* Selected excerpt *
##########
FRDB Archives

Freethought & Rationalism Archive

The archives are read only.


Go Back   FRDB Archives > Archives > Religion (Closed) > Biblical Criticism & History
Welcome, Peter Kirby.
You last visited: Today at 03:12 PM

 
 
Thread Tools Search this Thread
Old 03-29-2012, 01:14 PM   #61
Veteran Member
 
Join Date: Sep 2004
Location: Birmingham UK
Posts: 4,876
Default

Quote:
Originally Posted by Solo View Post
Quote:
Originally Posted by andrewcriddle View Post

It is a striking example, but IMO it could in principle be explained by an oral tradition known to both Matthew and Luke. I don't think it requires Matthew and/or Luke to have access here to a written source other than Mark.

Andrew Criddle
But didn't you say that Mt & Lk working with oral traditions was not likely as some of their verbal agreements were too close ? Here we are talking a perfect copy of a block of five words. At any rate, there can be other explanations, e.g. "assimilation".

The bigger issue of course is, as jdl pointed out (and I argued against Doherty) the falsifiability of Q. What would make Q a falsifiable theory ?

Best,
Jiri
Hi Jiri

Some of the Q verbal agreements (or very near agreements) are longer than a single phrase.

For the rest, see my reply to jdl.

Andrew Criddle
andrewcriddle is offline  
Old 03-29-2012, 01:32 PM   #62
Veteran Member
 
Join Date: May 2002
Location: oz
Posts: 1,848
Default

Quote:
Originally Posted by EarlDoherty View Post
I hate to disturb the fireside chat where Q has been consigned to the flames, and I’d rather chew tin foil than discuss Q yet again, but I need to raise some contradictions involved in some postings on the first page of this thread (which is as far as I’ve gotten). Someone pointed to Mark 2:19-20:

Quote:
Jesus said to them, “Can you expect the bridegroom’s friends to fast while the bridegroom is with them? As long as they have the bridegroom with them, there can be no fasting. But the time will come when the bridegroom will be taken away from them, and on that day they will fast.”
##########
* Excerpted data *
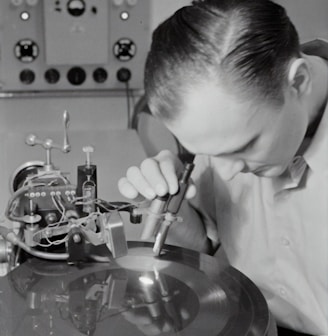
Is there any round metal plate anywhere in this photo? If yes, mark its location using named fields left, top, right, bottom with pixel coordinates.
left=0, top=242, right=269, bottom=336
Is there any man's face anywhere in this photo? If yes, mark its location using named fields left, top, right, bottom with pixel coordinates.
left=167, top=84, right=308, bottom=180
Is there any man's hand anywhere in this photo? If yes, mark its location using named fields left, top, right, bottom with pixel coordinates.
left=118, top=150, right=196, bottom=200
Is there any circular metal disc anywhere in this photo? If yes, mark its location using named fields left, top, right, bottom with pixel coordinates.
left=0, top=242, right=270, bottom=336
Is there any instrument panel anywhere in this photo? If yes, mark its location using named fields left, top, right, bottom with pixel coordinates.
left=0, top=0, right=150, bottom=92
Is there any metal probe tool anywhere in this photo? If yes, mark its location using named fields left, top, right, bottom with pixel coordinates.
left=153, top=161, right=195, bottom=256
##########
* Tasks *
A – Translate this sentence from the forum thread into Spanish: "Some of the Q verbal agreements (or very near agreements) are longer than a single phrase."
B – Reproduce a passage of the forum thread word for word, starting with "It is a striking" and going on through "a single phrase.".

* Written responses *
A – Algunas de las coincidencias verbales de Q (o coincidencias muy cercanas) son más largas que una sola frase.

B –
It is a striking example, but IMO it could in principle be explained by an oral tradition known to both Matthew and Luke. I don't think it requires Matthew and/or Luke to have access here to a written source other than Mark.

Andrew Criddle
But didn't you say that Mt & Lk working with oral traditions was not likely as some of their verbal agreements were too close ? Here we are talking a perfect copy of a block of five words. At any rate, there can be other explanations, e.g. "assimilation".

The bigger issue of course is, as jdl pointed out (and I argued against Doherty) the falsifiability of Q. What would make Q a falsifiable theory ?

Best,
Jiri
Hi Jiri

Some of the Q verbal agreements (or very near agreements) are longer than a single phrase.